Work task 1:
Answer these from the passage on pediatric airway obstruction:
(a) What is the outer diameter of the smallest endotracheal tube?
(b) Which surgical technique is recommended for tracheal reconstruction in children with complete tracheal rings?
(c) What is the most common congenital tracheal anomaly?
Work task 2: Please extract, word for word, the portion of the passage on pediatric airway obstruction starting at "Tracheomalacia is the" and ending at "distress when agitated.".
Work task 3: List every presenting symptom of tracheomalacia named in the passage on pediatric airway obstruction.

Provided passage:
Although the diagnosis is established with rigid bronchoscopy, an initial high-kilovolt airway radiograph may reveal tracheal narrowing. Bronchoscopy should be performed with great caution, using the smallest possible telescopes, as any airway edema in the region of the stenosis may turn a narrow airway into an extremely critical airway. The location, extent, and degree of stenosis are all relevant; however, if the airway is exceptionally narrow, it may be more prudent just to establish the diagnosis rather than risk-causing posttraumatic edema by forcing a telescope through a stenosis. As 50% of children have a tracheal inner diameter of about 2 mm at the time of diagnosis, the standard interventions for managing a compromised airway are not applicable. More specifically, the smallest endotracheal tube has an outer diameter of 2.9 mm and the smallest tracheotomy tube has an outer diameter of 3.9 mm; as such, the stenotic segment cannot be intubated. Extracorporeal membrane oxygenation may thus be left as the only viable alternative for stabilizing the child. This situation is best avoided by performing bronchoscopy with the highest level of care. In view of frequent cardiovascular anomalies, investigation should include a high-resolution, contrast-enhanced CT scan of the chest and an echocardiogram.
Most children with complete tracheal rings require tracheal reconstruction.18 The recommended surgical technique is the slide tracheoplasty.19 This approach yields significantly better results than any other form of tracheal reconstruction and is applicable to all anatomic variants of complete tracheal rings.
Tracheomalacia is the most common congenital tracheal anomaly. Most children are either asymptomatic or minimally symptomatic, and most cases involve posterior malacia of the trachea, with associated broad tracheal rings. Commonly associated abnormalities include laryngeal clefts, tracheoesophageal fistulae, and bronchomalacia. Presenting symptoms include a honking cough, wheezing, dying spells, and respiratory distress when agitated.
The diagnosis is established with rigid or flexible bronchoscopy, while maintaining spontaneous respiration. The key elements of diagnosis include: (1) ascertaining the severity of the malacia; (2) ascertaining the location of the malacia, particularly the possible presence of associated bronchomalacia; and (3) determining whether positive pressure support improves the malacia. Mild tracheomalacia improves with time and is therefore managed expectantly; however, more severe cases warrant intervention.20 Tracheotomy placement, with the tip of the tracheotomy tube bypassing the malacic segment, remains the most common intervention. Positive pressure support delivered down the tracheotomy tube assists with associated bronchomalacia. An alternative surgical procedure for isolated tracheomalacia is aortopexy, with thymectomy and anterior suspension of the ascending arch of the aorta to the posterior periosteum of the sternum. Although the placement of intratracheal stents is alluring, it is presently discouraged.
Obstruction of the pediatric airway is often best considered anatomically in a proximal to distal fashion. Obstruction at or above the vocal folds may be rapidly and safely evaluated with transnasal flexible laryngoscopy at the bedside in an awake child. If no pathology is found, then by implication the pathology is more distal and rigid bronchoscopy in an anesthetized child is indicated. Given that most causes of pediatric airway obstruction are proximal, operative evaluation is required only in a minority of cases.

Given entries:
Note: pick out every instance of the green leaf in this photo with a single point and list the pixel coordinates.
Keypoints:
---
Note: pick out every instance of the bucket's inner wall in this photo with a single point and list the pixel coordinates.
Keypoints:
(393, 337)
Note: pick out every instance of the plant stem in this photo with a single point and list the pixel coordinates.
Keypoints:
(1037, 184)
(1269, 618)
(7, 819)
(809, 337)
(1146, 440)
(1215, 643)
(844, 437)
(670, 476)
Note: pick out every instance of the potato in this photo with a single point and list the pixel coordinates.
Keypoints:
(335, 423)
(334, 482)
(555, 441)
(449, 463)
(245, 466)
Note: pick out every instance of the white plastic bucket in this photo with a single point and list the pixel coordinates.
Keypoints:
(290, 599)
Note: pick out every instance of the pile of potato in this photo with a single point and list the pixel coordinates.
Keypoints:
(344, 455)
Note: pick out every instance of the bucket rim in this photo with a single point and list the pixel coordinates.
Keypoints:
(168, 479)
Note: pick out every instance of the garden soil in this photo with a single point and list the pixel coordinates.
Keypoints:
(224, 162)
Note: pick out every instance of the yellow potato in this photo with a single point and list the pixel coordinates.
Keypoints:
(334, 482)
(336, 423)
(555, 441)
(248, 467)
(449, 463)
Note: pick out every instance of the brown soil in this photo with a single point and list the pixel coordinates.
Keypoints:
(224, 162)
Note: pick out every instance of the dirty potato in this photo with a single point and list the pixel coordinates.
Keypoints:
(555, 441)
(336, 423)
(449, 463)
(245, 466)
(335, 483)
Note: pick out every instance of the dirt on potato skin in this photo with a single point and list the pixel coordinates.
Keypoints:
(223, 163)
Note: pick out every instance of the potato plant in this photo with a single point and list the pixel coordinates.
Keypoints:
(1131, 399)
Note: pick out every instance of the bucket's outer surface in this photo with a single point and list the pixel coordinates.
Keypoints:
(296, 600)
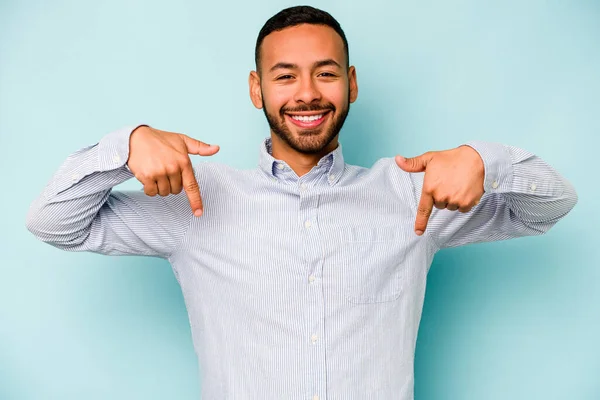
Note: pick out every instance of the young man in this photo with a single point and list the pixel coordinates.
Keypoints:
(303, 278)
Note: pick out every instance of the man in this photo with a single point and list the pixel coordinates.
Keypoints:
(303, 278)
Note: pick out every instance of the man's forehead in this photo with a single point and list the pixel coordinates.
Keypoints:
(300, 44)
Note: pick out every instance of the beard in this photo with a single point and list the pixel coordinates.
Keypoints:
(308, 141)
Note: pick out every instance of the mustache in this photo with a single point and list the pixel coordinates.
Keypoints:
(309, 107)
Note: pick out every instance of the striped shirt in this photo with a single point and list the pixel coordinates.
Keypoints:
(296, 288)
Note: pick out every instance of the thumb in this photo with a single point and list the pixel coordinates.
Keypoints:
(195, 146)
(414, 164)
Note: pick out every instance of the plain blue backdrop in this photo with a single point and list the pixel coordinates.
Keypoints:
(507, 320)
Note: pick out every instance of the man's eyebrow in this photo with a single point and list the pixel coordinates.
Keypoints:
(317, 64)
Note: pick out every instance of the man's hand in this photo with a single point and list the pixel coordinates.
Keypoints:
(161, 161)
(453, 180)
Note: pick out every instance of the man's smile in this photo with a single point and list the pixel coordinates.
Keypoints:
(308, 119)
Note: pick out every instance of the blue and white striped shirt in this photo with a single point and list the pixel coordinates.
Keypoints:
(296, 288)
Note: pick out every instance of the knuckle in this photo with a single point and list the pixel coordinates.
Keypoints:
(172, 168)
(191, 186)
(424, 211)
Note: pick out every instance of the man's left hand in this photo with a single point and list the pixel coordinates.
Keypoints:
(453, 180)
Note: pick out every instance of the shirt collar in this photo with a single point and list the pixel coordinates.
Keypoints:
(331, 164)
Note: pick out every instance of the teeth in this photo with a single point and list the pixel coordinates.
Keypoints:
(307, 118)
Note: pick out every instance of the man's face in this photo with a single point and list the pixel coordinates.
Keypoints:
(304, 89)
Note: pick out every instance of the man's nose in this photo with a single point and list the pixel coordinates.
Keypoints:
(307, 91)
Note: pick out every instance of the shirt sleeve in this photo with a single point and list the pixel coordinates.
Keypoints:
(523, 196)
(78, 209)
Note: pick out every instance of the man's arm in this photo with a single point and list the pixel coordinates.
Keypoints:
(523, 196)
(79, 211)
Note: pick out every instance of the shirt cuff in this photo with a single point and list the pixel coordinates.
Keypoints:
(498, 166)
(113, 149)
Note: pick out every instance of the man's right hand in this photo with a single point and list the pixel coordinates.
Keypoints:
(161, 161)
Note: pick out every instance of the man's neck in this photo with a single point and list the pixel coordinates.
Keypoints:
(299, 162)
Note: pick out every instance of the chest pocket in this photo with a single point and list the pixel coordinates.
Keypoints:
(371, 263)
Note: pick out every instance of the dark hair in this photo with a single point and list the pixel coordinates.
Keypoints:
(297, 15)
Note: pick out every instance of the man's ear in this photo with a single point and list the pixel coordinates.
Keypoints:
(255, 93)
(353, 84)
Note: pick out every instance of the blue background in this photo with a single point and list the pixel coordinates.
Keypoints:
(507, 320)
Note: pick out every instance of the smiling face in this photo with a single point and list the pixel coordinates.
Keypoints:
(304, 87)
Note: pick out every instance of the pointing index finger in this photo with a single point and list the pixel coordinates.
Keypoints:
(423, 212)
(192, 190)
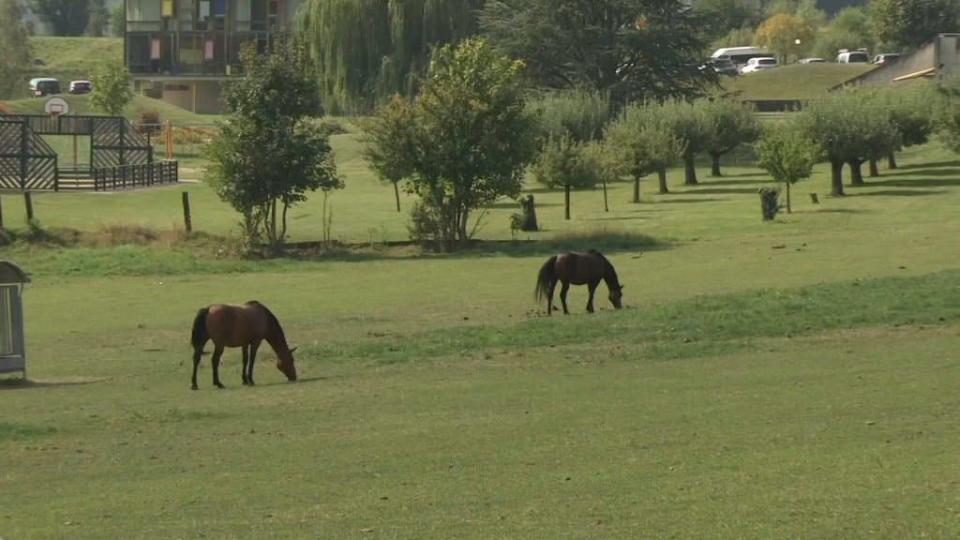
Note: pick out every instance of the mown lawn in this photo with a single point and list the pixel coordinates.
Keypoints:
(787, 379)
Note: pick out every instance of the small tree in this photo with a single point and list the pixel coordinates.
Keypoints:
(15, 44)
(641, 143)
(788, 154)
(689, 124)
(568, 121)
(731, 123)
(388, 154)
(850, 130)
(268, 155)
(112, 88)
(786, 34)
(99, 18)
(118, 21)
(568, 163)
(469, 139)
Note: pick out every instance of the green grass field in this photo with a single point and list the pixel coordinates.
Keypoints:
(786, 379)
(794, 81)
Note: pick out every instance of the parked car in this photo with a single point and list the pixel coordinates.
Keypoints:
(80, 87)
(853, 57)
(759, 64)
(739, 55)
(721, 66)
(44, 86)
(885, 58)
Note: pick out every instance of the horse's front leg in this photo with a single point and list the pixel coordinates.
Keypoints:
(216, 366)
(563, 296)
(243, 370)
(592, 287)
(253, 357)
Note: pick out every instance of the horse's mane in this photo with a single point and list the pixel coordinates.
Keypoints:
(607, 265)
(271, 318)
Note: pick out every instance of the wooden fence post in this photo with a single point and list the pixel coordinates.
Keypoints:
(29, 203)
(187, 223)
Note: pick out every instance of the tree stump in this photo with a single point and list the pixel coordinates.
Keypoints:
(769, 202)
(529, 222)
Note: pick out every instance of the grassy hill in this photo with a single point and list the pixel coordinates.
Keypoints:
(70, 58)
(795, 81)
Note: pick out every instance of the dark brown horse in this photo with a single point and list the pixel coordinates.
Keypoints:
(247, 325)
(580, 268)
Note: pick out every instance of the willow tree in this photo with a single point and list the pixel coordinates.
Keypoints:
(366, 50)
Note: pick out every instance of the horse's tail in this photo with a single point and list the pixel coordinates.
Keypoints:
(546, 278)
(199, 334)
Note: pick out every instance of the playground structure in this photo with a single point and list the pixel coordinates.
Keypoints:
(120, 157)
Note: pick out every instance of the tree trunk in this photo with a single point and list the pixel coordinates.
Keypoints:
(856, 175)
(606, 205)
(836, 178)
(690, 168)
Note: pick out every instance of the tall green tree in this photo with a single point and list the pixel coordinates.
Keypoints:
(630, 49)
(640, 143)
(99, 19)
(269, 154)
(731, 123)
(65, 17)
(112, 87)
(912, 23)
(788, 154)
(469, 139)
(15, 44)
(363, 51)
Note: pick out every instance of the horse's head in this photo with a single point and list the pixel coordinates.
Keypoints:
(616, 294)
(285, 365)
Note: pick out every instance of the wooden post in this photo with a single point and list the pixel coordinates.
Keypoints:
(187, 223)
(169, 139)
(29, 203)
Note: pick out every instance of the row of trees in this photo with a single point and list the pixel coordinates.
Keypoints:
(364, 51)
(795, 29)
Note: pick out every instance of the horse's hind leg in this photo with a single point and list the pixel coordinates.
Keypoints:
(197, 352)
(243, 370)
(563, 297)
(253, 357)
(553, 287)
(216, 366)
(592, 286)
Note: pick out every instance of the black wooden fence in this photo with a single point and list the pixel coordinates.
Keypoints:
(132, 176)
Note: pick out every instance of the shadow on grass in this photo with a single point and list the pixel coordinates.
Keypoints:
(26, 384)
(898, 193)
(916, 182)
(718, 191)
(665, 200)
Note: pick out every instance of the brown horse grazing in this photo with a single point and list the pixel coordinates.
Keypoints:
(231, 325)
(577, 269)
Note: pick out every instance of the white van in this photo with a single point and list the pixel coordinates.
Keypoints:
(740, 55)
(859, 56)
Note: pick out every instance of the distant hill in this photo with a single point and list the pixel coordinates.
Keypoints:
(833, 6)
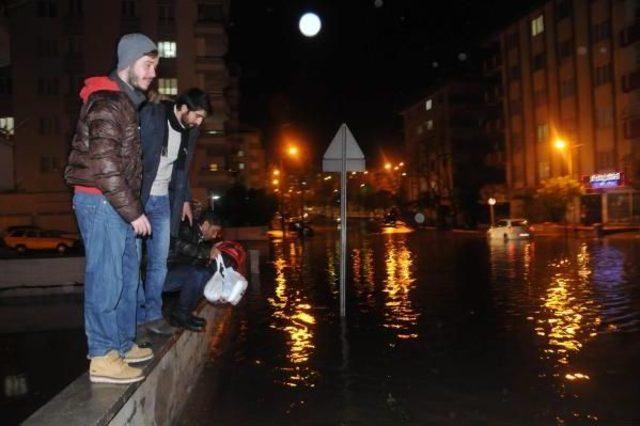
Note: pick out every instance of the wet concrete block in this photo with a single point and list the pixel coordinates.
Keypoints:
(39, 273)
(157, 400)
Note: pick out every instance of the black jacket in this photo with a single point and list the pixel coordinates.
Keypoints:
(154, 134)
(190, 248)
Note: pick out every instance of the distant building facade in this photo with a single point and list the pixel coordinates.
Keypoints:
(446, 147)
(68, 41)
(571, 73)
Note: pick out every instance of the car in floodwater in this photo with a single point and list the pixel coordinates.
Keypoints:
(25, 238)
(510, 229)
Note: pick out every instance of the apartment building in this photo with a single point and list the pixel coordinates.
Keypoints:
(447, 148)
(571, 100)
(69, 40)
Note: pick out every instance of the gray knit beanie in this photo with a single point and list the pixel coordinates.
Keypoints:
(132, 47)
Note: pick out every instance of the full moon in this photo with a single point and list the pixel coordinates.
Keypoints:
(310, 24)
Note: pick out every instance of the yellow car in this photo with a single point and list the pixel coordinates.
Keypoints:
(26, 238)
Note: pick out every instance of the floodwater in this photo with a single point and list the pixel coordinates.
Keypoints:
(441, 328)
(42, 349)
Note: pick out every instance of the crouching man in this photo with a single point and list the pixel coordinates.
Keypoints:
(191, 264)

Task result 1:
(a) 2.9 mm
(b) The slide tracheoplasty
(c) Tracheomalacia

Task result 2:
Tracheomalacia is the most common congenital tracheal anomaly. Most children are either asymptomatic or minimally symptomatic, and most cases involve posterior malacia of the trachea, with associated broad tracheal rings. Commonly associated abnormalities include laryngeal clefts, tracheoesophageal fistulae, and bronchomalacia. Presenting symptoms include a honking cough, wheezing, dying spells, and respiratory distress when agitated.

Task result 3:
- Honking cough
- Wheezing
- Dying spells
- Respiratory distress when agitated